■ Exercise instructions:
Retype the lines of the material below, starting at the line that contains "Where can the green logo" and ending at the end of the material, with both ends included.

■ Point placement records:
------------------------
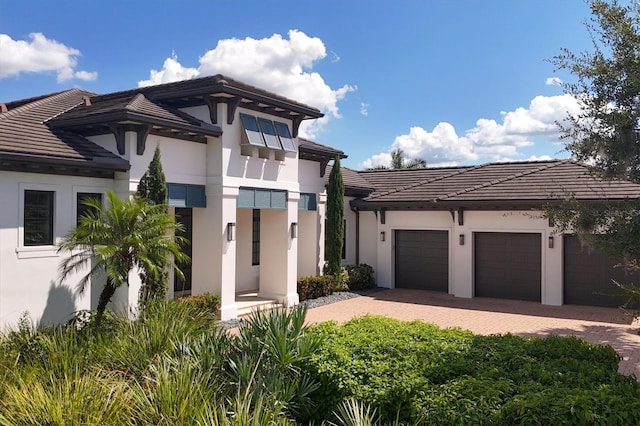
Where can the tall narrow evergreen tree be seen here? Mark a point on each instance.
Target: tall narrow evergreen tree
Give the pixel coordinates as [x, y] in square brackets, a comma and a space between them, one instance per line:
[335, 220]
[153, 189]
[153, 186]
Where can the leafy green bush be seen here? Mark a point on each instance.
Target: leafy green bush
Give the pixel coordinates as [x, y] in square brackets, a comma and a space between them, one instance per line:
[206, 302]
[360, 276]
[314, 287]
[417, 373]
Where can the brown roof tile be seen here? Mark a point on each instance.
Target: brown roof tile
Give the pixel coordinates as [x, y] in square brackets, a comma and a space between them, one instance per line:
[23, 132]
[522, 182]
[354, 184]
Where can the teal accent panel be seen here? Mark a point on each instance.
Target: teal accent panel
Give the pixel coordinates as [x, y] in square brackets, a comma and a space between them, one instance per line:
[308, 202]
[261, 198]
[246, 198]
[278, 199]
[185, 195]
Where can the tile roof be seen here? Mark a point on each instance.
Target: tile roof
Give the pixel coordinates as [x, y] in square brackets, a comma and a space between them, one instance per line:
[518, 182]
[133, 105]
[354, 184]
[25, 134]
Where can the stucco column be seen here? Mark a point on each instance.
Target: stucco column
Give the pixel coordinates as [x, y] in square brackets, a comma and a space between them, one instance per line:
[322, 217]
[214, 256]
[278, 253]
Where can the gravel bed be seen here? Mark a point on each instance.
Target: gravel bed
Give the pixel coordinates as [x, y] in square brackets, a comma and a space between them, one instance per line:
[315, 303]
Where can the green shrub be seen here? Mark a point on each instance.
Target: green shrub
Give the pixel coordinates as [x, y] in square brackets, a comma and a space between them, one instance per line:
[314, 287]
[360, 276]
[417, 373]
[205, 302]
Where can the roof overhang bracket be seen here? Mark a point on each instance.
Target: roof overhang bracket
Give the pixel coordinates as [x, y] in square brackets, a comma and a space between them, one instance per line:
[118, 131]
[232, 105]
[142, 132]
[296, 121]
[212, 104]
[323, 167]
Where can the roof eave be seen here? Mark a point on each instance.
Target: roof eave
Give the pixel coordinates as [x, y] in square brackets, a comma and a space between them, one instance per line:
[125, 115]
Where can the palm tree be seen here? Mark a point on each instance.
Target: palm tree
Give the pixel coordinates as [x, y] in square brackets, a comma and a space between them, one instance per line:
[116, 239]
[398, 161]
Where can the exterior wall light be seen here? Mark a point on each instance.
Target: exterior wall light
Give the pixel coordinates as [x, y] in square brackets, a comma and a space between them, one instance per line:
[231, 231]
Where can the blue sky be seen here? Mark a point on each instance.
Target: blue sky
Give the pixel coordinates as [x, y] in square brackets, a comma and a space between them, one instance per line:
[449, 81]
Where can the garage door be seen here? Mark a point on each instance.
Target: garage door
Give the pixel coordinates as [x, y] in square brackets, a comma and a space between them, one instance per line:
[422, 260]
[508, 265]
[588, 275]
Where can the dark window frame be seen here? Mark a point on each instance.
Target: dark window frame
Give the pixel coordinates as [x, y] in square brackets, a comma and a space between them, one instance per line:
[81, 208]
[255, 237]
[38, 217]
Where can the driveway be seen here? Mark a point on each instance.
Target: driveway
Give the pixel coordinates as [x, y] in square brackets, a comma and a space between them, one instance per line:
[497, 316]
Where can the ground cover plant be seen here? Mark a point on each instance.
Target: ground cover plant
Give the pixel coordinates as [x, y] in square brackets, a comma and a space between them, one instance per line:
[174, 365]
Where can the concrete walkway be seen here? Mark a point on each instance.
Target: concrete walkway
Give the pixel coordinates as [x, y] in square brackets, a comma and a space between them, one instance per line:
[497, 316]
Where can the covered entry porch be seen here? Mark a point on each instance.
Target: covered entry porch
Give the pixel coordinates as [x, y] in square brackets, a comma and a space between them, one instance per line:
[252, 241]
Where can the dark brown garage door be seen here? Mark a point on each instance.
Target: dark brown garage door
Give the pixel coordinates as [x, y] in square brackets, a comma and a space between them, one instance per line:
[588, 275]
[422, 260]
[508, 265]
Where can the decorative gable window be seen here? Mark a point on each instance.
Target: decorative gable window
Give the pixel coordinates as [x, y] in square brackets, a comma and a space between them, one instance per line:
[267, 136]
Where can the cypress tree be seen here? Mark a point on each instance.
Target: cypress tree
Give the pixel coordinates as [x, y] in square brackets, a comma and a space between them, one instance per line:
[153, 189]
[335, 220]
[153, 186]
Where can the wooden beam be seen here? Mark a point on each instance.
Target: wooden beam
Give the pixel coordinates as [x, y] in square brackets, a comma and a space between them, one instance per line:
[296, 121]
[142, 132]
[232, 105]
[212, 104]
[118, 131]
[323, 167]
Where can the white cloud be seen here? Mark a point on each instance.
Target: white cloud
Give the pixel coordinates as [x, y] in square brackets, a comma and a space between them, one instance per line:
[40, 55]
[172, 70]
[553, 81]
[489, 140]
[280, 65]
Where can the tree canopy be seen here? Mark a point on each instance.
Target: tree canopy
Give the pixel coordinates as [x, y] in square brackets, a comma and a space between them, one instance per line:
[399, 161]
[605, 135]
[113, 240]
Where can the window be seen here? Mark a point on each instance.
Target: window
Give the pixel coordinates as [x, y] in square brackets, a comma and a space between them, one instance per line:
[38, 218]
[81, 208]
[262, 132]
[269, 133]
[255, 238]
[252, 130]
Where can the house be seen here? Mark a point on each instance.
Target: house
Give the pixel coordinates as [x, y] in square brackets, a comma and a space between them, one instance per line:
[249, 192]
[251, 196]
[478, 231]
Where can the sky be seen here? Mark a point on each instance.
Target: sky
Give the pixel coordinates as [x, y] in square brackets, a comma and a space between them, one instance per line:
[454, 82]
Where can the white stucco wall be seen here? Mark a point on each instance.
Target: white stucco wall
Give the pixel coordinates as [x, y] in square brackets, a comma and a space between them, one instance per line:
[247, 275]
[29, 275]
[381, 254]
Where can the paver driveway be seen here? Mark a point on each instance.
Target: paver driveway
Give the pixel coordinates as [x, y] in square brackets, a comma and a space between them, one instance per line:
[492, 316]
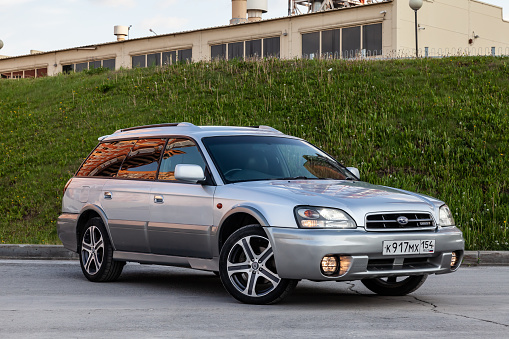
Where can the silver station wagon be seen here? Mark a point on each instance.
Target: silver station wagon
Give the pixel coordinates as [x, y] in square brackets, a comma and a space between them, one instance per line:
[259, 208]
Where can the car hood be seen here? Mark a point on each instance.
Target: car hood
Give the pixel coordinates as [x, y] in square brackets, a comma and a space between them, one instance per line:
[354, 197]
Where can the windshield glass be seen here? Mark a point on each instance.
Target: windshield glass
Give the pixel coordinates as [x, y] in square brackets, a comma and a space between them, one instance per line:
[248, 158]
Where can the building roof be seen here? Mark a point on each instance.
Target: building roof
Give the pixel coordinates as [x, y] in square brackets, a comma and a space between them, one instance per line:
[94, 46]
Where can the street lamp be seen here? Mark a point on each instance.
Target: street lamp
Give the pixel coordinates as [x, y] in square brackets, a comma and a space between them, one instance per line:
[416, 5]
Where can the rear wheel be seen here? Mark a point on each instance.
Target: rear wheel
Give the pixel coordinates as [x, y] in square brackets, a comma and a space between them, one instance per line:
[395, 285]
[248, 269]
[96, 253]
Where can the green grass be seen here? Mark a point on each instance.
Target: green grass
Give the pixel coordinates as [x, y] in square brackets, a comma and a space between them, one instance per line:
[435, 126]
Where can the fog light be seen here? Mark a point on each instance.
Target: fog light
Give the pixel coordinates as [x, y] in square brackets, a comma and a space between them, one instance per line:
[329, 265]
[454, 259]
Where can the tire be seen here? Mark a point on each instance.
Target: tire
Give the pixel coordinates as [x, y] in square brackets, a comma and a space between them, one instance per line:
[96, 253]
[395, 286]
[247, 268]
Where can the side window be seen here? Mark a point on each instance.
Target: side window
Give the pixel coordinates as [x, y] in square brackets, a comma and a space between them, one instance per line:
[179, 151]
[106, 159]
[143, 160]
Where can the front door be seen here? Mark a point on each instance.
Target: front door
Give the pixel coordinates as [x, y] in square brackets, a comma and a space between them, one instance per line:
[181, 217]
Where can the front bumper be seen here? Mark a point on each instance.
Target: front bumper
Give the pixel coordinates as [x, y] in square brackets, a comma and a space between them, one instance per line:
[298, 252]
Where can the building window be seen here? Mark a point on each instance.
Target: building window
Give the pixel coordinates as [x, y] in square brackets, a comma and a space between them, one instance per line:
[169, 58]
[81, 67]
[185, 55]
[154, 60]
[110, 64]
[218, 52]
[372, 39]
[311, 45]
[254, 49]
[351, 42]
[236, 50]
[139, 61]
[271, 47]
[94, 64]
[331, 44]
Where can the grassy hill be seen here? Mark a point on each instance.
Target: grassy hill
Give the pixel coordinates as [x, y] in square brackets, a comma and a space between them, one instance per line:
[436, 126]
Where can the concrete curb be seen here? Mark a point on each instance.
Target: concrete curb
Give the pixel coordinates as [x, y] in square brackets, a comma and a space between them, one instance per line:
[58, 252]
[39, 252]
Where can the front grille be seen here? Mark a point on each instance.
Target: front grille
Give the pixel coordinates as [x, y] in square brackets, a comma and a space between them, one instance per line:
[399, 222]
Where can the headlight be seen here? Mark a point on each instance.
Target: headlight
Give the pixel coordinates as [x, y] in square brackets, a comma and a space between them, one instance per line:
[321, 217]
[445, 215]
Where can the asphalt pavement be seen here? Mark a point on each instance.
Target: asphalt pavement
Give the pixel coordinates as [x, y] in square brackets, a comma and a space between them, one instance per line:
[58, 252]
[48, 299]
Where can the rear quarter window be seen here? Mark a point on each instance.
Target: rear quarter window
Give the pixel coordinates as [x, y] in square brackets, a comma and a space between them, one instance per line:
[106, 159]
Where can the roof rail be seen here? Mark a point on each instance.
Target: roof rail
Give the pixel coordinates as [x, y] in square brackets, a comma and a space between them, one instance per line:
[175, 124]
[268, 128]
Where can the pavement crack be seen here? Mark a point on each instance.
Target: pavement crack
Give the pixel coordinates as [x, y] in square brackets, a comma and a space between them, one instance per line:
[436, 310]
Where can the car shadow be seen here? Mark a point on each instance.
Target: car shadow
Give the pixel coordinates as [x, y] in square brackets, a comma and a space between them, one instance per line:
[171, 281]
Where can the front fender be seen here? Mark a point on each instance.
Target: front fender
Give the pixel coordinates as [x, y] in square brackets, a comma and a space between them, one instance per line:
[85, 214]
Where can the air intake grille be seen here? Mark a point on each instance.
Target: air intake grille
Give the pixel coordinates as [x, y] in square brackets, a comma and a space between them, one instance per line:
[399, 221]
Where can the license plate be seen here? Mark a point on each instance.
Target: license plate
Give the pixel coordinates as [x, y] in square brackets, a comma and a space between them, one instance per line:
[408, 247]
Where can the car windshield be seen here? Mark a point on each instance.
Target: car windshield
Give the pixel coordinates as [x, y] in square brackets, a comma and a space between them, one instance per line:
[249, 158]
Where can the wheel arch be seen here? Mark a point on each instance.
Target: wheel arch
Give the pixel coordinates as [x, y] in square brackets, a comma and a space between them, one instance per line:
[88, 212]
[237, 218]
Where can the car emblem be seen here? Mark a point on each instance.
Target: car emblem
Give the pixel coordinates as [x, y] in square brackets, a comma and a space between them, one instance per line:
[402, 220]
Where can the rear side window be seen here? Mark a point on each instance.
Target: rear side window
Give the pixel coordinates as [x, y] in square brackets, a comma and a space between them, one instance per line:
[106, 159]
[179, 151]
[143, 160]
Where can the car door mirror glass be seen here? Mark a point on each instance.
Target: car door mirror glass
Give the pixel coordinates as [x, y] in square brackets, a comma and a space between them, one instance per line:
[189, 173]
[354, 171]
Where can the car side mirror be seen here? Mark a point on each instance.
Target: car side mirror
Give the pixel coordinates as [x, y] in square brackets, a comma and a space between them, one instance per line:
[355, 171]
[189, 173]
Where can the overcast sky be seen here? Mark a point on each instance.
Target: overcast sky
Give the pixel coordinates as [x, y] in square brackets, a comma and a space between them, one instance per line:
[49, 25]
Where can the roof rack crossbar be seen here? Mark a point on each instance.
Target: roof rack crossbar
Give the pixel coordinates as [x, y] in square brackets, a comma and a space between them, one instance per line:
[173, 124]
[268, 128]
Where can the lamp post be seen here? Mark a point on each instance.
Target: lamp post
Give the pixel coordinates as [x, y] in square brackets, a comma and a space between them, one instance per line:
[416, 5]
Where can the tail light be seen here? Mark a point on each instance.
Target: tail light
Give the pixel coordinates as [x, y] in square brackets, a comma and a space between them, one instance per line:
[67, 185]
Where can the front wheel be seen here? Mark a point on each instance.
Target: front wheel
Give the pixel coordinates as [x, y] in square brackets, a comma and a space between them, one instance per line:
[394, 286]
[96, 253]
[248, 270]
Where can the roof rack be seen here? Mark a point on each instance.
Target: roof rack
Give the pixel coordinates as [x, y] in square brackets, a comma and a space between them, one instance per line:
[175, 124]
[268, 128]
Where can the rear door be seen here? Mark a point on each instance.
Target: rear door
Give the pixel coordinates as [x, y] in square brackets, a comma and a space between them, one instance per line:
[126, 198]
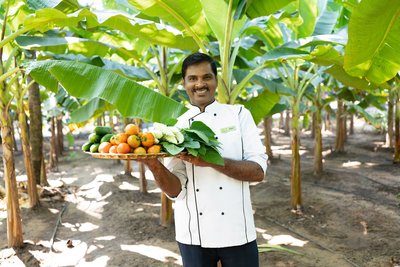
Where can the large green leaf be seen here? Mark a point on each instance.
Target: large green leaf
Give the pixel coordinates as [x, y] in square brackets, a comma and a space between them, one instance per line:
[184, 15]
[327, 21]
[39, 71]
[341, 75]
[285, 53]
[146, 30]
[93, 107]
[373, 50]
[308, 11]
[130, 98]
[258, 8]
[66, 6]
[59, 44]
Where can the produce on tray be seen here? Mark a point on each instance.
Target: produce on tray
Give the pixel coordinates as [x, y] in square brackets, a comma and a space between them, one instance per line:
[197, 140]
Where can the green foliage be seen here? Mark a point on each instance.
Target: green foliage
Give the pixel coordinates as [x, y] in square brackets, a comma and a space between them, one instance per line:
[199, 141]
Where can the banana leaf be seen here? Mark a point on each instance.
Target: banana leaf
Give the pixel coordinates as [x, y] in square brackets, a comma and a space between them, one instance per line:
[85, 81]
[373, 49]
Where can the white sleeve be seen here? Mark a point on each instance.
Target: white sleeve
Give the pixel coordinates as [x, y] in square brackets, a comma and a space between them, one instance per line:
[253, 148]
[177, 167]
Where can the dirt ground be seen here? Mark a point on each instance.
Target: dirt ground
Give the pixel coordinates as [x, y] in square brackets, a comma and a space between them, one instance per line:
[351, 212]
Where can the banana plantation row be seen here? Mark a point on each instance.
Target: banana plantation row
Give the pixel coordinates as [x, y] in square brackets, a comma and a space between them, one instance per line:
[67, 63]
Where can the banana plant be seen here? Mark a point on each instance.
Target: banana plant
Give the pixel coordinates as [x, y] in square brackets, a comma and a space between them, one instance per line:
[373, 49]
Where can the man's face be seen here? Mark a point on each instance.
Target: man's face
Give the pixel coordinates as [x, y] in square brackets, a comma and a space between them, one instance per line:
[200, 84]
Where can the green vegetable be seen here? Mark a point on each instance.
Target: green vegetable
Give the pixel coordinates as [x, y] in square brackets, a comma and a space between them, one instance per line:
[198, 140]
[94, 148]
[94, 138]
[102, 130]
[86, 146]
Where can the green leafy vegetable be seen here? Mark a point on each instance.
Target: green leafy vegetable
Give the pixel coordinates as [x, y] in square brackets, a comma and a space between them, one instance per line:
[198, 140]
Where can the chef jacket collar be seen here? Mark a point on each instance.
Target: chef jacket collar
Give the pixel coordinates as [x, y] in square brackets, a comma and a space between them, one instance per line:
[212, 107]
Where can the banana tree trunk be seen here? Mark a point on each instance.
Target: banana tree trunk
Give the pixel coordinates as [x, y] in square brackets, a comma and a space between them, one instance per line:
[15, 144]
[340, 130]
[128, 167]
[14, 224]
[296, 202]
[351, 130]
[396, 158]
[166, 212]
[53, 160]
[281, 121]
[328, 124]
[287, 123]
[142, 179]
[390, 124]
[267, 136]
[318, 165]
[32, 190]
[60, 135]
[35, 131]
[43, 174]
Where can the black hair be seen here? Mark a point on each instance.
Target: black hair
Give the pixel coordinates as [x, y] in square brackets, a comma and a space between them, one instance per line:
[197, 58]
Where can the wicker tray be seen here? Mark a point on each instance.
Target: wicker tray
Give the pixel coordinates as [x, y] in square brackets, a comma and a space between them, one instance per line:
[130, 155]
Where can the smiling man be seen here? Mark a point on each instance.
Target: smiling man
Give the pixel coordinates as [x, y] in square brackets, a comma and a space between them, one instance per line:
[213, 212]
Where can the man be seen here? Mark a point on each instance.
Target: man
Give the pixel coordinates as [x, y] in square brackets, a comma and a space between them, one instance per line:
[213, 213]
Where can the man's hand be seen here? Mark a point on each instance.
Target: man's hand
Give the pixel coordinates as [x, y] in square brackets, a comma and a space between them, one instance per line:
[195, 160]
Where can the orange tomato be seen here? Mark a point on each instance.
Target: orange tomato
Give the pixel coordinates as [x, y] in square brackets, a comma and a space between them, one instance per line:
[121, 138]
[147, 139]
[133, 141]
[112, 139]
[132, 129]
[123, 148]
[105, 147]
[139, 150]
[113, 149]
[154, 149]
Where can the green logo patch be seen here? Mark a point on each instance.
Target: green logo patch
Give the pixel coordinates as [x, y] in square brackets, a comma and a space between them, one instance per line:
[228, 129]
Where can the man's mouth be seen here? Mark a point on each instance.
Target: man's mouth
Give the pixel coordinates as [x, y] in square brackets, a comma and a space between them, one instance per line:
[200, 90]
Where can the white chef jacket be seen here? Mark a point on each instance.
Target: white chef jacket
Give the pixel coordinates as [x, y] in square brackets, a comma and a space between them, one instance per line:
[214, 210]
------------------------
■ Exercise answer:
Where can the green logo patch be seen here? Mark a point on each instance.
Target: green logo patch
Give the pixel coordinates as [x, y] in square brackets, a comma and a space between them, one instance per line:
[228, 129]
Where can the man's mouth be seen here? Mark a point on each instance.
Target: man's mouth
Give the pixel coordinates as [x, y] in square brackets, a comma and a space between them, one instance per line:
[200, 90]
Where can the white chef jacket be seen here? Mark a point on each instance.
Target: white chef jacket
Give the pixel coordinates as [x, y] in square brackets, a comma and a space between them, one instance per line:
[214, 210]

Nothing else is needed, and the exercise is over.